The exercise> Give the entries again exactly, every one of them.

-- BEGIN Source data --

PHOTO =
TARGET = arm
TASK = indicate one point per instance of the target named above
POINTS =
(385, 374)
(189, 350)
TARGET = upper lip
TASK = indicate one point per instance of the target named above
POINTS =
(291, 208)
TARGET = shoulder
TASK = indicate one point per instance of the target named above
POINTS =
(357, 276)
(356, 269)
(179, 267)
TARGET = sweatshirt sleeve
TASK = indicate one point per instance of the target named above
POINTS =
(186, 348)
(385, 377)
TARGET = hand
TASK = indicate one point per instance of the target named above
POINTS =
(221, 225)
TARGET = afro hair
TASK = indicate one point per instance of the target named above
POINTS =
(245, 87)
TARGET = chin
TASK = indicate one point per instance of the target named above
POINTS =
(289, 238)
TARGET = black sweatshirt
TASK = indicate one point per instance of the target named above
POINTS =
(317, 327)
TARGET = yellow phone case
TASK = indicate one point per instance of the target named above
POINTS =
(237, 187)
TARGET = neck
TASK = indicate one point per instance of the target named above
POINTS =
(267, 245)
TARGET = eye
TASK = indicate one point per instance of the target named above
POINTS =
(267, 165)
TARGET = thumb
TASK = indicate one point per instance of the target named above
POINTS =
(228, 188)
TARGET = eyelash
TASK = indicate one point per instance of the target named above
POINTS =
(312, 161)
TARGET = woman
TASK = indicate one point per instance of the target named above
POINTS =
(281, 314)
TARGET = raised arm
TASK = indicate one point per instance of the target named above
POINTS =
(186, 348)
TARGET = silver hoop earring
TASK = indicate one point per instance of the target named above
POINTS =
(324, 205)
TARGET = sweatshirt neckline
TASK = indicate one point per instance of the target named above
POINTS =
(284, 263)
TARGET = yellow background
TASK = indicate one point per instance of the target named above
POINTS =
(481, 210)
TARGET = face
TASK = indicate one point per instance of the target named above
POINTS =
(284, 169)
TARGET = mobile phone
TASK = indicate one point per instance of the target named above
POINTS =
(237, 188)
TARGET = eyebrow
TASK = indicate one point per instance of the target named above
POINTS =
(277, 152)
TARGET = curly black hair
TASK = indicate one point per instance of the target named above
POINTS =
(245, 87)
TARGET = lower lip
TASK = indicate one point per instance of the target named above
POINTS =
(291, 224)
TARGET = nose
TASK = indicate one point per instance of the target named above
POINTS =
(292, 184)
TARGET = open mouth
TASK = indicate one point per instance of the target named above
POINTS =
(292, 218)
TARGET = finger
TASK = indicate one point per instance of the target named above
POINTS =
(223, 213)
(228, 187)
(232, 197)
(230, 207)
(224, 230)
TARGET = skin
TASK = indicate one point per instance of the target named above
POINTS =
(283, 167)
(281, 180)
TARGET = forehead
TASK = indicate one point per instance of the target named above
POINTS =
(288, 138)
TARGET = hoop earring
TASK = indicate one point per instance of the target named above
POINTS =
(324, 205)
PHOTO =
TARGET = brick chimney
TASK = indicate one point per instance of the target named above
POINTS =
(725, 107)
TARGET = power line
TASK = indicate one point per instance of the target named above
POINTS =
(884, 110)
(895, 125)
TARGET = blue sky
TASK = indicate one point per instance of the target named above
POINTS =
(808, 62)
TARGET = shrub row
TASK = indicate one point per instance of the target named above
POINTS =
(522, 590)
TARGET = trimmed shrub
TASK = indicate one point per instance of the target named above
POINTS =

-- END Source data --

The output>
PHOTO =
TARGET = arm
TASK = indicate one point per instance of the target named above
POINTS =
(385, 374)
(189, 350)
TARGET = upper lip
TASK = indicate one point per instance of the target named above
POINTS =
(291, 208)
TARGET = shoulder
TASK = indicate one point per instance of the target named above
POINTS =
(357, 276)
(356, 269)
(179, 267)
TARGET = sweatshirt sleeve
TASK = indicate one point per instance of the target named above
POINTS =
(186, 348)
(385, 377)
TARGET = hand
TASK = indicate one point per instance of the target named above
POINTS =
(221, 225)
TARGET = afro hair
TASK = indicate one point per instance of the target named above
POINTS =
(245, 87)
TARGET = chin
TASK = indicate one point per instance of the target named above
POINTS =
(289, 238)
TARGET = black sweatshirt
TASK = indicate one point per instance of the target named above
POINTS =
(317, 327)
TARGET = yellow phone case
TASK = indicate one point per instance of the target named above
POINTS =
(237, 187)
TARGET = neck
TASK = indicate one point per instance of the target named above
POINTS =
(267, 245)
TARGET = eye
TASK = indicate one point per instance of the target named above
POINTS =
(267, 165)
TARGET = thumb
TASK = indicate one point per instance of the target named above
POINTS =
(228, 188)
TARGET = eyelash
TASK = indicate one point per instance of the target named above
POINTS =
(312, 161)
TARGET = woman
TASK = indicate one point per instance of the target named above
POINTS =
(281, 314)
TARGET = raised arm
TASK = indicate one point per instance of the target named above
POINTS =
(186, 348)
TARGET = silver hoop earring
TASK = indicate one point per instance of the target named above
POINTS =
(324, 205)
TARGET = sweatshirt neckline
TASK = indicate one point per instance of the target named above
POINTS =
(284, 263)
TARGET = yellow background
TASK = indicate one point per instance of the target named above
POINTS =
(481, 210)
TARGET = face
TASK = indicate one point per instance of the target named above
POINTS =
(284, 169)
TARGET = mobile phone
TASK = indicate one point per instance of the target named above
POINTS =
(237, 188)
TARGET = eyebrow
TASK = indicate one point per instance of the target named above
POINTS =
(277, 152)
TARGET = curly black hair
TASK = indicate one point per instance of the target named above
POINTS =
(245, 87)
TARGET = lower lip
TASK = indicate one point per instance of the target named above
POINTS =
(291, 224)
TARGET = nose
TASK = indicate one point per instance of the target named above
POINTS =
(292, 184)
TARGET = open mouth
TASK = indicate one point per instance of the target named above
POINTS =
(292, 218)
TARGET = finger
TASK = indicate one point per instance of the target named above
POINTS =
(223, 213)
(228, 187)
(232, 197)
(230, 207)
(224, 230)
TARGET = skin
TASK = indicate one point per instance of the target named above
POINTS =
(283, 167)
(281, 180)
TARGET = forehead
TASK = indicate one point per instance of the target named above
POINTS =
(288, 138)
TARGET = hoop earring
TASK = indicate one point per instance of the target named above
POINTS =
(324, 205)
PHOTO =
TARGET = brick chimney
TASK = indicate one point per instance of the target named above
POINTS =
(725, 107)
TARGET = power line
TASK = indicate one point per instance of the target named above
POINTS =
(884, 110)
(895, 125)
TARGET = blue sky
TASK = indicate one point per instance of the target named above
POINTS =
(808, 62)
TARGET = shrub row
TASK = indicate one point per instance of the target named above
POINTS =
(522, 590)
TARGET = trimmed shrub
TASK = indicate one point per instance of the target named above
POINTS =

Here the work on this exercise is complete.